## DATA EXTRACT
▶

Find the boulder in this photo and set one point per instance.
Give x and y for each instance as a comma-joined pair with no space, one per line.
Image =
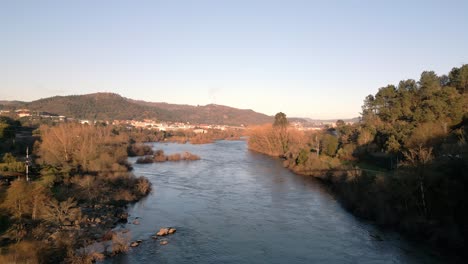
163,232
135,244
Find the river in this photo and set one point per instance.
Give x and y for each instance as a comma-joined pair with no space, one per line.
237,206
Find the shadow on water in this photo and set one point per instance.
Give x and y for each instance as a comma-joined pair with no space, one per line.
238,206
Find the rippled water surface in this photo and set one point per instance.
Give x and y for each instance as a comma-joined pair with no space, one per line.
237,206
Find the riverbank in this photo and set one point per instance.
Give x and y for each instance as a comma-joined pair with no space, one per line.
382,197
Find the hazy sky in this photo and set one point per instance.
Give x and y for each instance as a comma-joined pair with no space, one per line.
306,58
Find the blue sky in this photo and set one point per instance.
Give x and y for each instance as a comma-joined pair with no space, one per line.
314,59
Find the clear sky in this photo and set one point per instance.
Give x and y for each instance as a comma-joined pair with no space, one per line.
315,59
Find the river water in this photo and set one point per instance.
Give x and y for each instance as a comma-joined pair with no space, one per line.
237,206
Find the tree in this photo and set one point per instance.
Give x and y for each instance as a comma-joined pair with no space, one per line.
62,213
330,145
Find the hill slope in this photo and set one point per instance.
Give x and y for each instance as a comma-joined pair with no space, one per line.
109,106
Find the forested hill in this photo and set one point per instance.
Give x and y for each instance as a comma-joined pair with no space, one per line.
110,106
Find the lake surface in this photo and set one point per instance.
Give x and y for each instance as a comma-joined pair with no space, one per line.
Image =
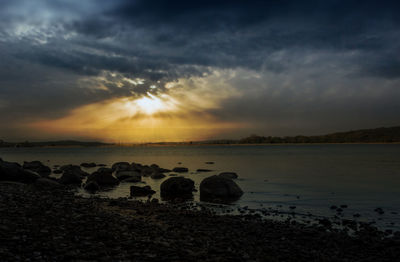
310,177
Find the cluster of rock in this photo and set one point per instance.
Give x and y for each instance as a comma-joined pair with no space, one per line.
219,188
40,225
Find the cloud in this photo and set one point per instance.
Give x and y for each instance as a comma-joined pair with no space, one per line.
277,65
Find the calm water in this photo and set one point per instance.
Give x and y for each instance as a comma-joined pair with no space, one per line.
310,177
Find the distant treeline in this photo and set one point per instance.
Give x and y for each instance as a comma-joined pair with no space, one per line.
50,143
378,135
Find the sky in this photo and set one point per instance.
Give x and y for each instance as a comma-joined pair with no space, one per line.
146,71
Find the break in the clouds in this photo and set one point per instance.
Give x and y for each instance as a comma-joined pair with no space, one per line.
113,70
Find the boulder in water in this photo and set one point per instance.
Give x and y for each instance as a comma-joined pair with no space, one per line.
230,175
141,191
217,188
10,171
181,169
177,187
38,167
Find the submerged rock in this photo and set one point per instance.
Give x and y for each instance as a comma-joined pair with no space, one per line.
47,184
157,175
230,175
219,188
132,175
121,166
141,191
10,171
103,177
88,165
38,167
74,169
91,186
177,187
203,170
70,178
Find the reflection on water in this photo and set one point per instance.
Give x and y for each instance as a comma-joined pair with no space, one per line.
310,177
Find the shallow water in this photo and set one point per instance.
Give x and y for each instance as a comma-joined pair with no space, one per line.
310,177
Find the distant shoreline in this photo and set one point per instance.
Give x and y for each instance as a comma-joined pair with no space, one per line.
382,135
201,144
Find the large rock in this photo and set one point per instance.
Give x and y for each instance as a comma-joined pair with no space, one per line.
217,188
141,191
88,165
181,169
132,176
230,175
157,175
70,178
121,166
177,187
47,184
14,172
74,169
103,177
91,186
146,171
38,167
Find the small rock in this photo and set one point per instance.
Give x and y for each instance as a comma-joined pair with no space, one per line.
230,175
91,186
141,191
157,175
88,165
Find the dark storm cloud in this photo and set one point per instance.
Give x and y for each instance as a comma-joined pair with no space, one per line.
54,52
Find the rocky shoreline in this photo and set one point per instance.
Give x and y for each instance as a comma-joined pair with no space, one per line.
42,219
40,224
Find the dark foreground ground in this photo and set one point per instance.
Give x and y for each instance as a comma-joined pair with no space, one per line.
56,225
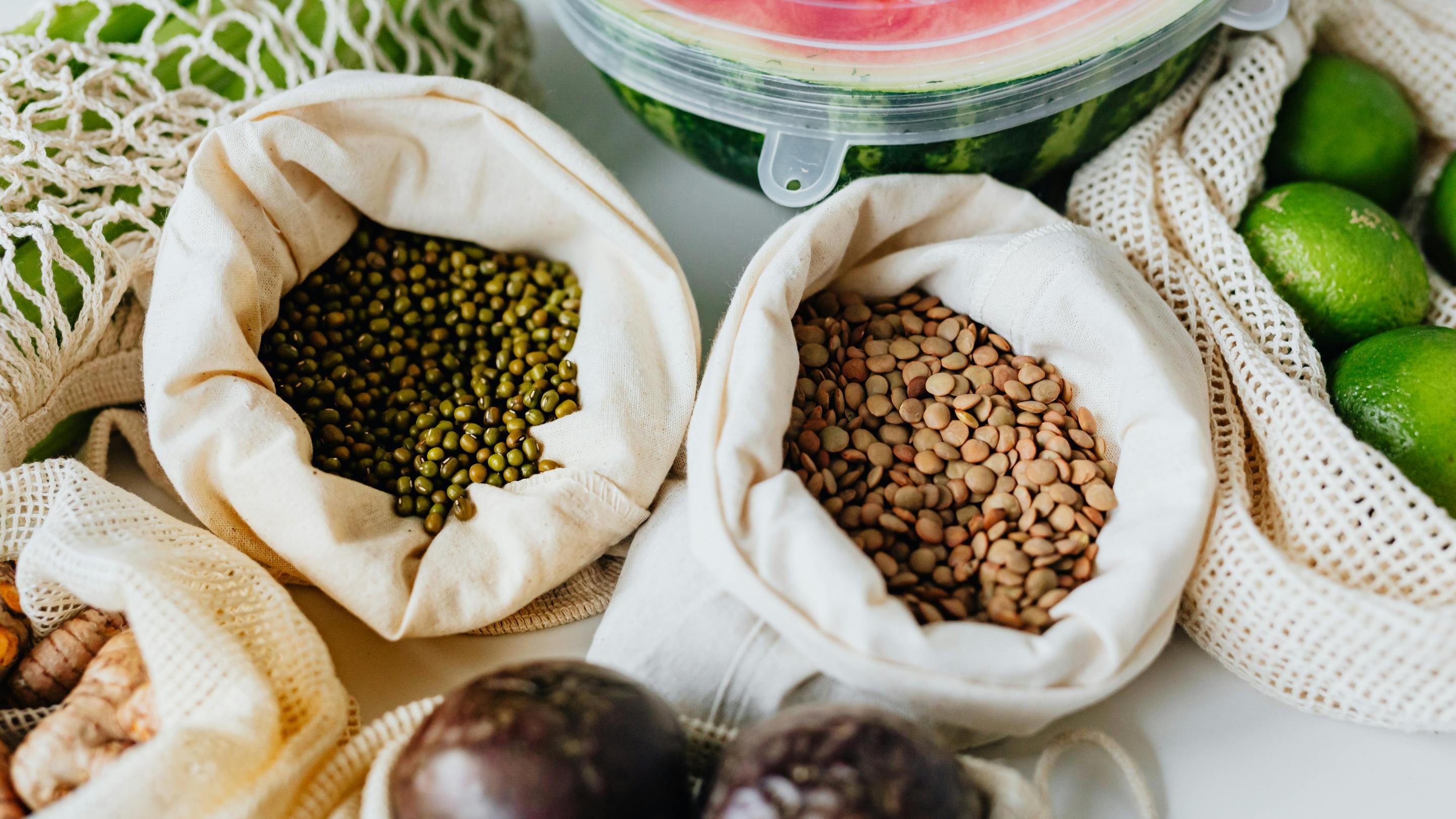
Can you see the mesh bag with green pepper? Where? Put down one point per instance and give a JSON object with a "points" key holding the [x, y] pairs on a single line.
{"points": [[446, 408], [104, 104]]}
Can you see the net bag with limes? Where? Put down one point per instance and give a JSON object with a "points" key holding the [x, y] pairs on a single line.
{"points": [[104, 104], [1329, 579], [242, 699]]}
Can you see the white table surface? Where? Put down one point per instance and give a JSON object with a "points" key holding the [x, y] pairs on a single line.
{"points": [[1210, 745]]}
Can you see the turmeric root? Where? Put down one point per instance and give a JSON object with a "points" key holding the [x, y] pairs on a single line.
{"points": [[15, 639], [139, 714], [11, 805], [15, 627], [70, 747], [9, 589], [55, 666]]}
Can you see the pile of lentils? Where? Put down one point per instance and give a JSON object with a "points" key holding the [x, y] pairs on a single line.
{"points": [[959, 467], [420, 365]]}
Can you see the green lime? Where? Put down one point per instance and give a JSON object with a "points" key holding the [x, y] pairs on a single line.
{"points": [[1440, 226], [1395, 392], [1346, 266], [1347, 124]]}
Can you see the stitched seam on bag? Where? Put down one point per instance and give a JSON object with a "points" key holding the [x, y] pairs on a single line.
{"points": [[596, 486]]}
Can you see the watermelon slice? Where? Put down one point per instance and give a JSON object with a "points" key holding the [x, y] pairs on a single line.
{"points": [[907, 85]]}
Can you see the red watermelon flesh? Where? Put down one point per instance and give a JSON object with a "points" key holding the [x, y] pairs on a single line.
{"points": [[986, 25]]}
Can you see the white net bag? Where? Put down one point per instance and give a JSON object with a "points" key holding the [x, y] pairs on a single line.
{"points": [[104, 103], [1329, 580], [354, 783], [247, 697]]}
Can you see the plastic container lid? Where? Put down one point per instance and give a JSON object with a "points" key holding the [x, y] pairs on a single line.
{"points": [[816, 76]]}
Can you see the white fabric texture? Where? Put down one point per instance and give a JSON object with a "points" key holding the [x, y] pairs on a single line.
{"points": [[1329, 579], [742, 595], [70, 141], [268, 200], [354, 785], [245, 691]]}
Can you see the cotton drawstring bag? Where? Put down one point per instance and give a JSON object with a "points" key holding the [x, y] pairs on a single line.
{"points": [[354, 785], [247, 697], [105, 103], [268, 200], [1329, 579], [742, 595]]}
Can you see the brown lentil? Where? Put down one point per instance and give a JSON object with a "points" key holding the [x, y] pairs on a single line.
{"points": [[957, 465]]}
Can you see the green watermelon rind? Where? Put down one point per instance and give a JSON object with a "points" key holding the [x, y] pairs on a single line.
{"points": [[1023, 155]]}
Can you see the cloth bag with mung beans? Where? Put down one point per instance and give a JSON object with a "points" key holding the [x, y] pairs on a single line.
{"points": [[750, 589], [268, 200]]}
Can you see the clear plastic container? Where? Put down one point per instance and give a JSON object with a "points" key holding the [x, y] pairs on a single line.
{"points": [[803, 95]]}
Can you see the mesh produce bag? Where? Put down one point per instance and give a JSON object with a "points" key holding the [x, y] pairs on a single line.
{"points": [[247, 697], [354, 785], [101, 113], [1329, 580]]}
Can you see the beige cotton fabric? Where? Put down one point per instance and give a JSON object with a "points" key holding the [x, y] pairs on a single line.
{"points": [[743, 595], [83, 350], [245, 691], [270, 199], [1329, 579]]}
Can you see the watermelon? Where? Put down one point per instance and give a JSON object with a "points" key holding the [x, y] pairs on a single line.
{"points": [[1023, 155]]}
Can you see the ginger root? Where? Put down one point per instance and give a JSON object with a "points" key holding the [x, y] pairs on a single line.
{"points": [[56, 664], [11, 805], [70, 747]]}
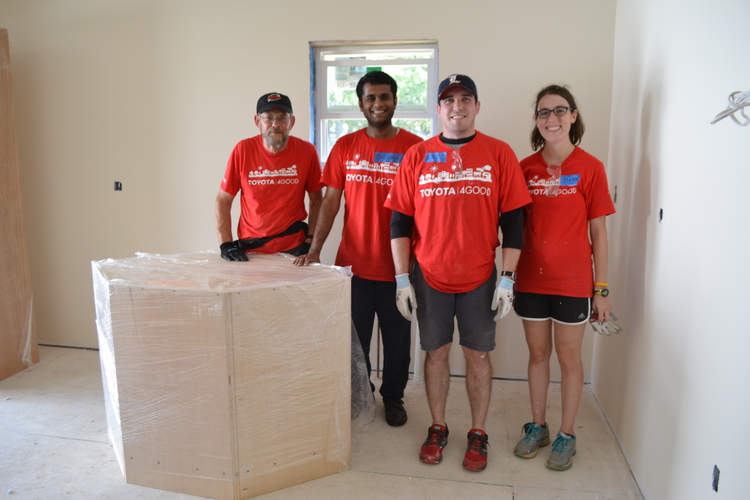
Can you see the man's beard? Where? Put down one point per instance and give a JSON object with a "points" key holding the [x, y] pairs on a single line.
{"points": [[275, 143]]}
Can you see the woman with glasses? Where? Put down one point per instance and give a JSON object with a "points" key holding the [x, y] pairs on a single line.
{"points": [[555, 279]]}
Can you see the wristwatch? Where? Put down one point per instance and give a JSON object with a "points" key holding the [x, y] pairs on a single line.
{"points": [[509, 274]]}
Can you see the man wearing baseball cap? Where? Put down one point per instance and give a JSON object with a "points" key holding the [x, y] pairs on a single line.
{"points": [[450, 195], [272, 171]]}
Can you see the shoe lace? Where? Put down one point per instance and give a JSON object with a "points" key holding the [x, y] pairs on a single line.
{"points": [[560, 443], [531, 433], [478, 443], [435, 437]]}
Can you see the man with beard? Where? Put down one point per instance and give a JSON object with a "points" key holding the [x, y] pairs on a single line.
{"points": [[364, 164], [273, 171]]}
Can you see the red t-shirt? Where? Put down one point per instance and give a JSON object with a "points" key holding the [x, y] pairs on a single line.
{"points": [[365, 168], [273, 189], [456, 211], [557, 252]]}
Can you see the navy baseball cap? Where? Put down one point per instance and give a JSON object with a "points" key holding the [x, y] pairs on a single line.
{"points": [[456, 80], [274, 100]]}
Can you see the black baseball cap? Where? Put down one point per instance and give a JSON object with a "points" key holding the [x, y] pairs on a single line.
{"points": [[274, 100], [457, 80]]}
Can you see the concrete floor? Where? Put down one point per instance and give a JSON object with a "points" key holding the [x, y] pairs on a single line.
{"points": [[53, 445]]}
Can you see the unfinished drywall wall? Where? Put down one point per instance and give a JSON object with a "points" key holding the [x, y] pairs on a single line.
{"points": [[155, 95], [675, 383]]}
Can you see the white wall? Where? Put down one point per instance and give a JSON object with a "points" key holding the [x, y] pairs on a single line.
{"points": [[155, 95], [675, 384]]}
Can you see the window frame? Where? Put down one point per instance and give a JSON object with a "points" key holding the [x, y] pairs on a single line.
{"points": [[319, 111]]}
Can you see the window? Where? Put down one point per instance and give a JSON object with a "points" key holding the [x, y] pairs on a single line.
{"points": [[336, 69]]}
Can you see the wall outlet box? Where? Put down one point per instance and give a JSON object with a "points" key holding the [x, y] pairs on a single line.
{"points": [[715, 484]]}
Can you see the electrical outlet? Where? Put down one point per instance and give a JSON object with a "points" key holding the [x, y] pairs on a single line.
{"points": [[716, 478]]}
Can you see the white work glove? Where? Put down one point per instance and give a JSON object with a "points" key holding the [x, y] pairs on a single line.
{"points": [[601, 328], [405, 299], [503, 298]]}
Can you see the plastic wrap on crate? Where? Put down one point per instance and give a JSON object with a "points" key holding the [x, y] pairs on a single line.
{"points": [[225, 379], [18, 346]]}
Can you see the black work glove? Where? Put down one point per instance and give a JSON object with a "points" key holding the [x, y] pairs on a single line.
{"points": [[231, 251]]}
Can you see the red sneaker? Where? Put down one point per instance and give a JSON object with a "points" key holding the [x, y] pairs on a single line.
{"points": [[476, 453], [432, 449]]}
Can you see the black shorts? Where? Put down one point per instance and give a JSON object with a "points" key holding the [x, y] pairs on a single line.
{"points": [[472, 311], [540, 307]]}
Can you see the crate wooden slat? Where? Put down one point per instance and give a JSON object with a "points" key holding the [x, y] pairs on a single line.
{"points": [[18, 345], [225, 380]]}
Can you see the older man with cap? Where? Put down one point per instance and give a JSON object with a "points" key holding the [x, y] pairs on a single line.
{"points": [[273, 171], [450, 195]]}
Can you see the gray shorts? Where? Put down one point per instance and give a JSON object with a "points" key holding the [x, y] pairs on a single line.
{"points": [[472, 310]]}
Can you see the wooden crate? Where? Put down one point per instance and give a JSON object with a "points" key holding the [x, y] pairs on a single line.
{"points": [[18, 346], [225, 380]]}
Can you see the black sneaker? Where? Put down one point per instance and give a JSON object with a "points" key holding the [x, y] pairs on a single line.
{"points": [[395, 414], [476, 453]]}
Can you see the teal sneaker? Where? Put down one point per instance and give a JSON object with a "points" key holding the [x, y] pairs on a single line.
{"points": [[563, 450], [534, 437]]}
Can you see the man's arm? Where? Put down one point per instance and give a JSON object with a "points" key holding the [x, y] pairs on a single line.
{"points": [[230, 250], [401, 250], [321, 222], [223, 215]]}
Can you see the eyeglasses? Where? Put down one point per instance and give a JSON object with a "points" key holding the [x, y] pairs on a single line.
{"points": [[268, 120], [559, 111]]}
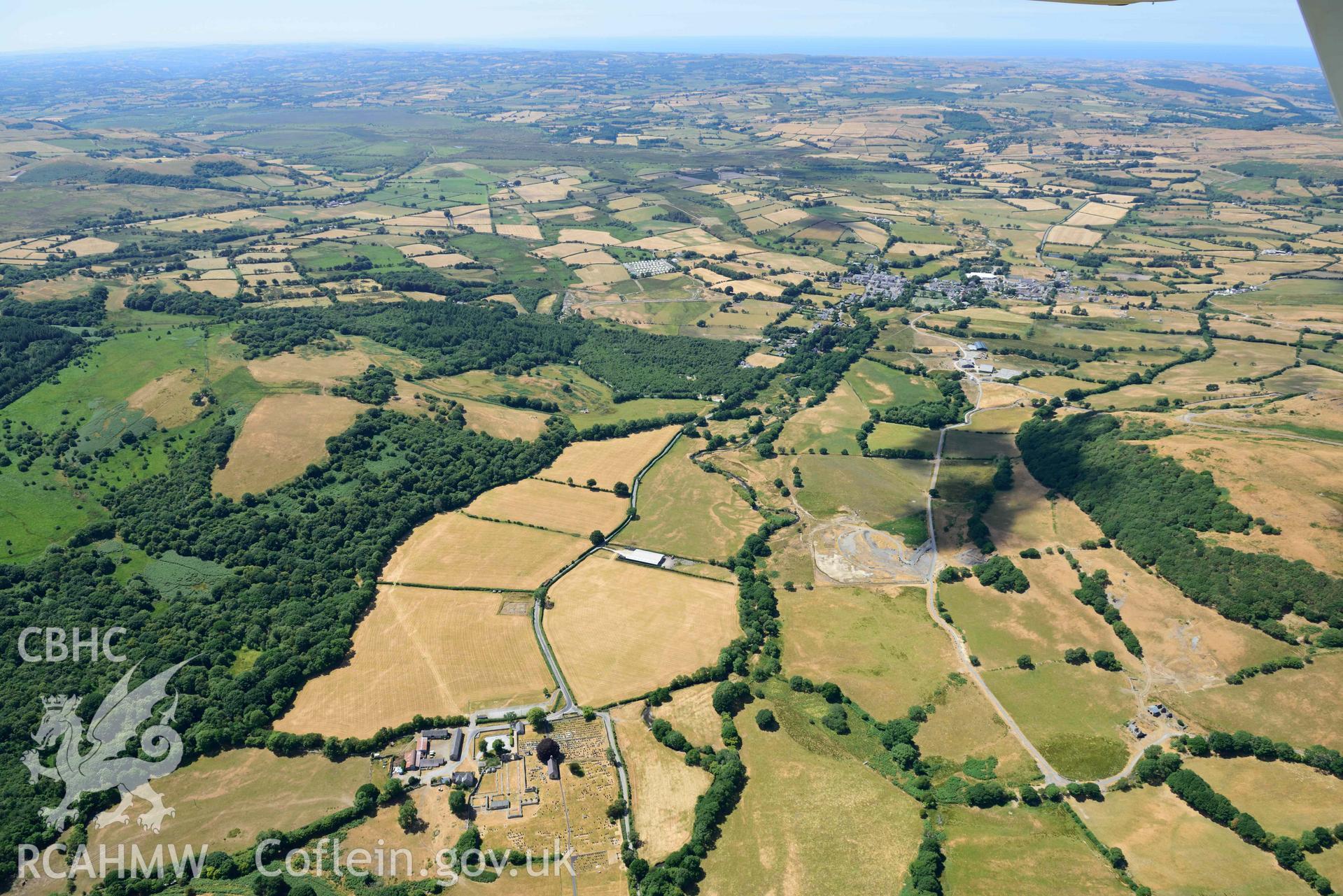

◀

## WORK TO DO
Copy out every line from the rows above that contains the word "black". Case counts, so skip lines where it appears only with different capitals.

## SOLUTION TO THIS PROBLEM
Can you see the black baseball cap? Where? Put down one point per instance and give a JSON object with a "points" key holding the [x, y] pairs on a single line.
Can you see the black work glove? Where? Put down one point per instance and give a JSON object with a "points" key holding the [x, y] pairs on a single line.
Can you see the black shorts? Where? Put down one point per instance and give a JSON object with a "points" key holding the [x, y] pairs on a single line.
Can you see the black sneaker? Where? Put down one point per instance and give a JSON object with a "points" key holding the [x, y] pairs on a single line.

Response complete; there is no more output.